◆ PROBLEM SET ◆
**a)** Name every person and every country mentioned in the interview excerpt below.
**b)** Retype the part of the interview excerpt below that opens with the words containing "Lots of them." and closes with "usually do it.", keeping every character as it appears.

◆ DOCUMENT EXTRACT ◆

Steve Angello: Troubles & Success [Part 3]

This is the third and final part of Triumf’s interview with Steve Angello. See parts [1] & [2].

How much do you see your family?

Things have been good this summer. I have seen them five days a week. If I go away for a longer period, like a tour in Brazil, then I take them with me. If I go to Australia, they come with me etc. I see them a lot more than before. But honestly speaking, it gets tougher and tougher to go away from home… It is not as fun as before. I miss my kids a lot. The other day I was on a flight, listening to José Gonzales… Looking at photos on my phone. Seeing those pictures of my kids almost moved me to tears *laughs*. It gets harder and harder for me every day, especially now when they are big enough to communicate. They will be like, “No! Are you leaving again daddy?!”… And I stand there like… “Damn, how long is this trip?” I want to spend more time with them. I mean I have to take responsibilities as a father. I don’t want to be that kind of father who asks the kid when they turn 10, “Hey, what grade are you in?” I want to be present… I know what a father means to a kid, especially since I lost mine at an early age.

Do you meet a lot of ‘gold diggers’?

Like, women?

No, people in general.

Lots of them. I mean you meet a lot of people who like you because you are an interesting artist to them. They will try to flatter you a lot, they want to be your friend. I mean, I meet a lot of people all the time. I meet people every day who are nice to me just because I am who I am. There are also people that you have a great dialogue with that you have known for years that suddenly turn strange and ask for the strangest things. Then you have the kind of people who call you twice a year to ask for concert tickets or event passes for friends etc. I guess one has to live with that, but personally, if I knew a football player, I would not be calling him all the time to get game tickets. I am not that kind of person. It is how it is though, and it does not cost me anything, so I usually do it.

Items from a data source:
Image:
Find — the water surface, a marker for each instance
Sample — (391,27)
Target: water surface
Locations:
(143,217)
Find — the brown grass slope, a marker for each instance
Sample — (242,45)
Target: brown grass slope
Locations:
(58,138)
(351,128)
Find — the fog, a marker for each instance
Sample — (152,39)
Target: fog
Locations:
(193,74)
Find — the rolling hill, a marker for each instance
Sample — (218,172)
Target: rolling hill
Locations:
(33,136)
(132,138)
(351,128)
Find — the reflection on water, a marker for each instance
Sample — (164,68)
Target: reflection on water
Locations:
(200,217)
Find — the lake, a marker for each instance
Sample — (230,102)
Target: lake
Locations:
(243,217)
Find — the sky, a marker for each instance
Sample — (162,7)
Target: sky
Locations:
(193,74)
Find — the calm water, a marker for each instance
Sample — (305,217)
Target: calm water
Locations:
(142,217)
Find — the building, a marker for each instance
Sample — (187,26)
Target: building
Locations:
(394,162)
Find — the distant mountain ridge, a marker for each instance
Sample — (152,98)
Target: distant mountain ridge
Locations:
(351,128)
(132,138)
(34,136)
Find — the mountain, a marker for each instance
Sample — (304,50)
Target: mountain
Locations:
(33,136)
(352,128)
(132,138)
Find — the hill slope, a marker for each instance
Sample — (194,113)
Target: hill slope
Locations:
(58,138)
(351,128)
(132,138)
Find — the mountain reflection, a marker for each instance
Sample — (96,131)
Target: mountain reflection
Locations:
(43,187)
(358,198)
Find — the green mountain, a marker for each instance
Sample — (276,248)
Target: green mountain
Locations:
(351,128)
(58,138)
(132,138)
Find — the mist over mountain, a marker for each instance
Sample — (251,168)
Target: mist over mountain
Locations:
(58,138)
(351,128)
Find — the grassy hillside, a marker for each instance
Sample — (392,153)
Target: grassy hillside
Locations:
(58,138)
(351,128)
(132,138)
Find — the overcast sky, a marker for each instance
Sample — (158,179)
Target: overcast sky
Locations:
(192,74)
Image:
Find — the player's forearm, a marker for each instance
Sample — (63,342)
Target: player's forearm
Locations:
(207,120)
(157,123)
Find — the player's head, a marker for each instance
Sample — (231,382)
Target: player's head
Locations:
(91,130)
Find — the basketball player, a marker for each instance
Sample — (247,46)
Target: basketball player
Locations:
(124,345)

...

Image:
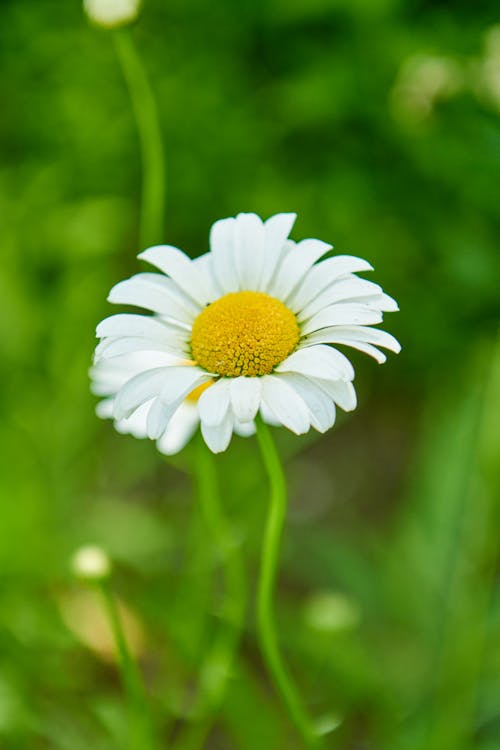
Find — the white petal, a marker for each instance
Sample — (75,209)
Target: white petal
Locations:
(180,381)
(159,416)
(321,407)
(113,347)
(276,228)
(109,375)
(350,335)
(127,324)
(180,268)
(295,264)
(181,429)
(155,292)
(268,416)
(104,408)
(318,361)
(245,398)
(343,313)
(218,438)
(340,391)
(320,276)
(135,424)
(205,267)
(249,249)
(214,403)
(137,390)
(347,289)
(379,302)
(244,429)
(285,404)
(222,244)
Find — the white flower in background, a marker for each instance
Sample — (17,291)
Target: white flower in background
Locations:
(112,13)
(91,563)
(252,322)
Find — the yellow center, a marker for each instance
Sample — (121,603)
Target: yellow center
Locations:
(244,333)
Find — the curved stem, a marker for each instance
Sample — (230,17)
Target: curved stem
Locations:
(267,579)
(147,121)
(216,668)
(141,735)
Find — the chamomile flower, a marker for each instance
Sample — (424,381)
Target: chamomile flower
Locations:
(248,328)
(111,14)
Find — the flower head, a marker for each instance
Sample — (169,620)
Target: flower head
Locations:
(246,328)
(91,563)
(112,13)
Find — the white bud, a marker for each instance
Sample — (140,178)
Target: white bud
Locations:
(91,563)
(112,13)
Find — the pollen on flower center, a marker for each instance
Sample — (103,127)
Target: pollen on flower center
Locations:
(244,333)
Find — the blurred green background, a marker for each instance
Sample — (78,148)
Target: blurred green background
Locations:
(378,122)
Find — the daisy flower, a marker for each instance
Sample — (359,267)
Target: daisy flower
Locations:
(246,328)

◆ ANSWERS BELOW ◆
**a)** Steve Angello, José Gonzales, Brazil, Australia

**b)**
Lots of them. I mean you meet a lot of people who like you because you are an interesting artist to them. They will try to flatter you a lot, they want to be your friend. I mean, I meet a lot of people all the time. I meet people every day who are nice to me just because I am who I am. There are also people that you have a great dialogue with that you have known for years that suddenly turn strange and ask for the strangest things. Then you have the kind of people who call you twice a year to ask for concert tickets or event passes for friends etc. I guess one has to live with that, but personally, if I knew a football player, I would not be calling him all the time to get game tickets. I am not that kind of person. It is how it is though, and it does not cost me anything, so I usually do it.